- _MATERIAL SUPPLIED_

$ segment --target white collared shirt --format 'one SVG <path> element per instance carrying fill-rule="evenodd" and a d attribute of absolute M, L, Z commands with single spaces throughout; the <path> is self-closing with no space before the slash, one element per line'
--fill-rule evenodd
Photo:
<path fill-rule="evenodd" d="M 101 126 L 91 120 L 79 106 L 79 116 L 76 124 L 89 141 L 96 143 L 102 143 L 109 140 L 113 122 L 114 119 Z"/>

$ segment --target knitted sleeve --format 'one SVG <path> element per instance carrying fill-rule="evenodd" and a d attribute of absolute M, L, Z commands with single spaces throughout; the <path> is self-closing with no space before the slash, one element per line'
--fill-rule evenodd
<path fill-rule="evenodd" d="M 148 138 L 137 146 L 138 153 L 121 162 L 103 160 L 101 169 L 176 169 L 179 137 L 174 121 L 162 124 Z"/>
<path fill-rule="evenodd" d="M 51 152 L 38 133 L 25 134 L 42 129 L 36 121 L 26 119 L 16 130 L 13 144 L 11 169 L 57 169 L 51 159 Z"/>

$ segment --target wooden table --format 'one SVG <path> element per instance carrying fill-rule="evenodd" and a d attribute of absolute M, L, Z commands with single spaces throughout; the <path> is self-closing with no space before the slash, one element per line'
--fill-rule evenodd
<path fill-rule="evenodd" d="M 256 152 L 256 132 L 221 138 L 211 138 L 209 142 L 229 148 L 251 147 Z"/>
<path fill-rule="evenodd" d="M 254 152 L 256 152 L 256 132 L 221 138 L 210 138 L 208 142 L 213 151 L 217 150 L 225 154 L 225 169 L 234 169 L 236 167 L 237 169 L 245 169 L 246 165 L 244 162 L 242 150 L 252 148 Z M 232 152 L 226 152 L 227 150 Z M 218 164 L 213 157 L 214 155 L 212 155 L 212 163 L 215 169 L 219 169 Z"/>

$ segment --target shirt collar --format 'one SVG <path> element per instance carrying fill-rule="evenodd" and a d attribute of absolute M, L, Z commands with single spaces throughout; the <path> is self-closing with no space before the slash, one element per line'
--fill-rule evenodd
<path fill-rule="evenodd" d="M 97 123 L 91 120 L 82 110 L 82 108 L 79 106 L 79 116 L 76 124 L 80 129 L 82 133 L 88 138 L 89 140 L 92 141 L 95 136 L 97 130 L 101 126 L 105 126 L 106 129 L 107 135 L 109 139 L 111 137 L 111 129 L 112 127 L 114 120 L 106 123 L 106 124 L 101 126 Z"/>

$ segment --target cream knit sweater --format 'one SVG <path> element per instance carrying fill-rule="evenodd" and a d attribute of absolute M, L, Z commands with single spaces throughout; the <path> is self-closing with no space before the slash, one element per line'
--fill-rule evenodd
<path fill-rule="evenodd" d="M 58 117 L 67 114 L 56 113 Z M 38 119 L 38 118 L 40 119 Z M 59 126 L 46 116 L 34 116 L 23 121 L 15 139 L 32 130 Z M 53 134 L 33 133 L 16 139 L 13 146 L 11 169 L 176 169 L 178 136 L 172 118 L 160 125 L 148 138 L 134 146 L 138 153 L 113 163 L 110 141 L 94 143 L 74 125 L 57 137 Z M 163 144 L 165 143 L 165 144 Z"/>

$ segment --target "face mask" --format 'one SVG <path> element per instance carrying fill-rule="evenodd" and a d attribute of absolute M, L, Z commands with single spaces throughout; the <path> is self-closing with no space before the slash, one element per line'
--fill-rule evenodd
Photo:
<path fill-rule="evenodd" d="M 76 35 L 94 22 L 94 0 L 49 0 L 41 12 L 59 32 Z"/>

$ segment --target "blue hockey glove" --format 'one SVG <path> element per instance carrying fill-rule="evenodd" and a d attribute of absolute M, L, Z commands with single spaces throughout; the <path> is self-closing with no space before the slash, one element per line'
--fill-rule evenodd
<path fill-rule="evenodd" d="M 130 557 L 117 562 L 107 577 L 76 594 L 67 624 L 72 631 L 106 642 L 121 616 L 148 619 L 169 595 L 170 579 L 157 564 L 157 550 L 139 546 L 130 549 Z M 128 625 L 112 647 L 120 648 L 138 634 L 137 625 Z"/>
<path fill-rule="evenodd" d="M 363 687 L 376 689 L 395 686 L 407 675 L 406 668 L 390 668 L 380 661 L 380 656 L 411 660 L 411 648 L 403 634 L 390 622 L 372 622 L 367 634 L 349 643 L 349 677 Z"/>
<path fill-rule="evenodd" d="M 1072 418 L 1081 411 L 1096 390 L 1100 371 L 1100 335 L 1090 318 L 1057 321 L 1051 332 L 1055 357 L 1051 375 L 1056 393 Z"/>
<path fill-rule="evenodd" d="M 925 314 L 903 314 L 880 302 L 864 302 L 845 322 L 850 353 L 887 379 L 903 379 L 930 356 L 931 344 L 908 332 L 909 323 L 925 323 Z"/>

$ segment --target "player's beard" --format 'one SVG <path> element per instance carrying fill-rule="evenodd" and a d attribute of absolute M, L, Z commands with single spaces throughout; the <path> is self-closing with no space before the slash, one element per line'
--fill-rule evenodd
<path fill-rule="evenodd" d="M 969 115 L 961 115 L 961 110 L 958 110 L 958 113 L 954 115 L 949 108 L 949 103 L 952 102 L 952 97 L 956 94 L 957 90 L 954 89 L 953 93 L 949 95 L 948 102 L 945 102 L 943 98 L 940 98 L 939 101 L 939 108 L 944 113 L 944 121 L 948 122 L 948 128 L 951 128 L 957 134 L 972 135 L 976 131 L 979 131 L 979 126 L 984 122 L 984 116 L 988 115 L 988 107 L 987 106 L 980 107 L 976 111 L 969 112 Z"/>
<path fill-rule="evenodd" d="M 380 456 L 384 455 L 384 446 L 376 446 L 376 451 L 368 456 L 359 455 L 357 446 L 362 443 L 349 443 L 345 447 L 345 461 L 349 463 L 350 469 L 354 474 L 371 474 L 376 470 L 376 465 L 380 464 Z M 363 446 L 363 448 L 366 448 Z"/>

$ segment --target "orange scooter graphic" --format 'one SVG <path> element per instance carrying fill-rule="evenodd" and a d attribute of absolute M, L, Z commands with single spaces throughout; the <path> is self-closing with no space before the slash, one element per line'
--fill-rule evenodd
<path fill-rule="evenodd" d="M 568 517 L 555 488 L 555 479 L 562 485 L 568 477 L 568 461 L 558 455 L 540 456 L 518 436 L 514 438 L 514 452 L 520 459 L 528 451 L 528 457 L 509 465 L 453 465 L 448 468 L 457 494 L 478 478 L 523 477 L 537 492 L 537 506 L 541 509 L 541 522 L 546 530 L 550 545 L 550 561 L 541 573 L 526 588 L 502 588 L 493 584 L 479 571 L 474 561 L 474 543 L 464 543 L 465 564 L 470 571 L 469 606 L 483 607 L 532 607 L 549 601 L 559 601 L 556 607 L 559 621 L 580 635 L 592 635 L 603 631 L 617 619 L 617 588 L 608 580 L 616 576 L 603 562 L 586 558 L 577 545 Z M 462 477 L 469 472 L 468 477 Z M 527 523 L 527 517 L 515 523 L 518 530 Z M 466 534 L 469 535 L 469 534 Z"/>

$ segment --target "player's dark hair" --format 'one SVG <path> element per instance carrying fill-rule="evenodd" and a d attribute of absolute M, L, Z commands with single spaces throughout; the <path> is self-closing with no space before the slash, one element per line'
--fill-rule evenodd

- _THE REQUEST_
Turn every line of the entries above into a numbered list, leaving out the blank lines.

- _COMPLETE RESPONSE_
1. $ segment --target white collared shirt --format 'one SVG <path> element per instance carrying fill-rule="evenodd" and a d attribute of absolute M, L, Z commands with single spaces throughout; the <path> is self-closing with no space before the slash, one element per line'
2. --fill-rule evenodd
3. Photo:
4. <path fill-rule="evenodd" d="M 101 126 L 91 120 L 79 106 L 79 116 L 76 124 L 89 141 L 96 143 L 102 143 L 109 140 L 113 122 L 114 119 Z"/>
5. $ segment --target knitted sleeve --format 'one SVG <path> element per instance carrying fill-rule="evenodd" and a d attribute of absolute M, L, Z commands with single spaces throughout; the <path> is self-closing with no space before the slash, one element per line'
6. --fill-rule evenodd
7. <path fill-rule="evenodd" d="M 148 138 L 137 146 L 138 153 L 121 162 L 103 160 L 101 169 L 176 169 L 179 137 L 174 121 L 162 124 Z"/>
8. <path fill-rule="evenodd" d="M 51 152 L 38 133 L 25 134 L 42 129 L 36 121 L 26 119 L 16 130 L 13 144 L 11 169 L 57 169 L 51 159 Z"/>
9. $ segment --target wooden table --format 'one SVG <path> element per instance carrying fill-rule="evenodd" and a d attribute of absolute M, L, Z commands with single spaces throughout; the <path> is self-closing with no space before the slash, one element per line'
10. --fill-rule evenodd
11. <path fill-rule="evenodd" d="M 256 152 L 256 132 L 221 138 L 211 138 L 209 142 L 229 148 L 251 147 Z"/>
12. <path fill-rule="evenodd" d="M 254 152 L 256 152 L 256 132 L 221 138 L 210 138 L 208 142 L 213 151 L 217 150 L 225 154 L 225 169 L 234 169 L 236 167 L 237 169 L 245 169 L 246 165 L 244 162 L 242 150 L 252 148 Z M 232 152 L 226 152 L 227 150 Z M 218 164 L 213 157 L 214 155 L 212 155 L 212 163 L 215 169 L 219 169 Z"/>
13. $ segment --target shirt collar --format 'one SVG <path> element per instance carrying fill-rule="evenodd" and a d attribute of absolute M, L, Z commands with single spaces throughout; the <path> is self-closing with no space before the slash, one element per line'
14. --fill-rule evenodd
15. <path fill-rule="evenodd" d="M 97 123 L 91 120 L 82 110 L 82 108 L 79 106 L 79 116 L 76 124 L 80 129 L 82 133 L 88 138 L 89 140 L 92 141 L 95 136 L 97 130 L 101 126 L 105 126 L 106 129 L 107 135 L 109 139 L 111 137 L 111 129 L 112 127 L 114 120 L 106 123 L 106 124 L 101 126 Z"/>
16. $ segment --target cream knit sweater --format 'one SVG <path> element per instance carrying fill-rule="evenodd" and a d attribute of absolute M, L, Z commands with single spaces throughout; the <path> is self-closing with no space before the slash, one element per line'
17. --fill-rule evenodd
18. <path fill-rule="evenodd" d="M 58 117 L 67 114 L 56 113 Z M 38 119 L 38 118 L 40 119 Z M 59 126 L 46 116 L 34 116 L 23 121 L 15 139 L 32 130 Z M 53 134 L 33 133 L 16 139 L 13 146 L 11 169 L 176 169 L 178 136 L 172 118 L 160 125 L 148 138 L 134 146 L 138 153 L 113 163 L 110 141 L 94 143 L 74 125 L 57 137 Z M 163 144 L 165 143 L 165 144 Z"/>
19. $ segment --target "face mask" --format 'one SVG <path> element per instance carrying fill-rule="evenodd" and a d attribute of absolute M, L, Z commands with single spaces throughout; the <path> is self-closing with no space before the slash, one element per line'
20. --fill-rule evenodd
21. Photo:
22. <path fill-rule="evenodd" d="M 76 35 L 94 22 L 94 0 L 49 0 L 41 12 L 59 32 Z"/>
23. $ segment --target "blue hockey glove" --format 'one SVG <path> element per instance carrying fill-rule="evenodd" and a d attribute of absolute M, L, Z commands with single spaces throughout; the <path> is self-closing with no space before the slash, one element per line'
24. --fill-rule evenodd
25. <path fill-rule="evenodd" d="M 130 557 L 117 562 L 107 577 L 76 594 L 67 624 L 72 631 L 106 642 L 121 616 L 148 619 L 169 595 L 170 579 L 157 564 L 157 550 L 139 546 L 130 549 Z M 128 625 L 112 647 L 120 648 L 138 634 L 137 625 Z"/>
26. <path fill-rule="evenodd" d="M 363 687 L 376 689 L 395 686 L 407 675 L 406 668 L 390 668 L 380 661 L 380 656 L 411 660 L 411 648 L 403 634 L 390 622 L 372 622 L 367 634 L 349 643 L 349 677 Z"/>
27. <path fill-rule="evenodd" d="M 1072 418 L 1081 411 L 1096 390 L 1100 371 L 1100 335 L 1090 318 L 1057 321 L 1051 332 L 1055 357 L 1051 375 L 1056 393 Z"/>
28. <path fill-rule="evenodd" d="M 925 314 L 903 314 L 880 302 L 864 302 L 845 322 L 850 353 L 887 379 L 903 379 L 930 356 L 931 344 L 908 332 L 909 323 L 925 323 Z"/>
29. $ segment --target "player's beard" --format 'one SVG <path> element per instance carrying fill-rule="evenodd" and a d attribute of absolute M, L, Z commands with single spaces throughout; the <path> is self-closing with no space before the slash, one element per line'
30. --fill-rule evenodd
31. <path fill-rule="evenodd" d="M 969 115 L 961 115 L 961 110 L 958 110 L 958 113 L 954 115 L 949 108 L 949 103 L 952 102 L 952 97 L 956 94 L 957 90 L 954 89 L 953 93 L 949 95 L 948 102 L 945 102 L 943 98 L 940 98 L 939 101 L 939 108 L 944 113 L 944 121 L 948 122 L 948 128 L 951 128 L 957 134 L 972 135 L 976 131 L 979 131 L 979 126 L 984 122 L 984 116 L 988 115 L 988 107 L 987 106 L 980 107 L 976 111 L 969 112 Z"/>
32. <path fill-rule="evenodd" d="M 380 456 L 384 455 L 384 446 L 376 446 L 376 451 L 368 456 L 359 455 L 357 446 L 362 443 L 349 443 L 345 447 L 345 461 L 349 463 L 350 469 L 354 474 L 371 474 L 376 470 L 376 465 L 380 464 Z M 363 446 L 363 448 L 366 448 Z"/>
33. $ segment --target "orange scooter graphic" --format 'one SVG <path> element per instance carrying fill-rule="evenodd" and a d attribute of absolute M, L, Z commands with single spaces throughout; the <path> is self-closing with no space before the slash, one element per line'
34. --fill-rule evenodd
35. <path fill-rule="evenodd" d="M 568 517 L 555 488 L 555 479 L 562 485 L 568 477 L 568 461 L 558 455 L 540 456 L 518 436 L 514 438 L 514 452 L 520 459 L 528 451 L 528 457 L 509 465 L 453 465 L 448 468 L 457 494 L 478 478 L 523 477 L 537 492 L 537 506 L 541 509 L 541 522 L 546 530 L 550 545 L 550 561 L 541 573 L 526 588 L 502 588 L 493 584 L 479 571 L 474 561 L 474 543 L 464 543 L 465 564 L 470 571 L 469 606 L 483 607 L 532 607 L 549 601 L 559 601 L 556 607 L 559 621 L 580 635 L 592 635 L 603 631 L 617 619 L 617 588 L 608 580 L 616 576 L 603 562 L 586 558 L 577 545 Z M 462 477 L 469 472 L 468 477 Z M 527 523 L 527 517 L 515 523 L 518 530 Z M 466 534 L 469 535 L 469 534 Z"/>
36. $ segment --target "player's dark hair" --format 'one SVG <path> element per instance carrying fill-rule="evenodd" and a d attribute of absolute M, L, Z commands with single spaces throughout; the <path> is self-closing with no space before the slash, one element per line'
37. --fill-rule evenodd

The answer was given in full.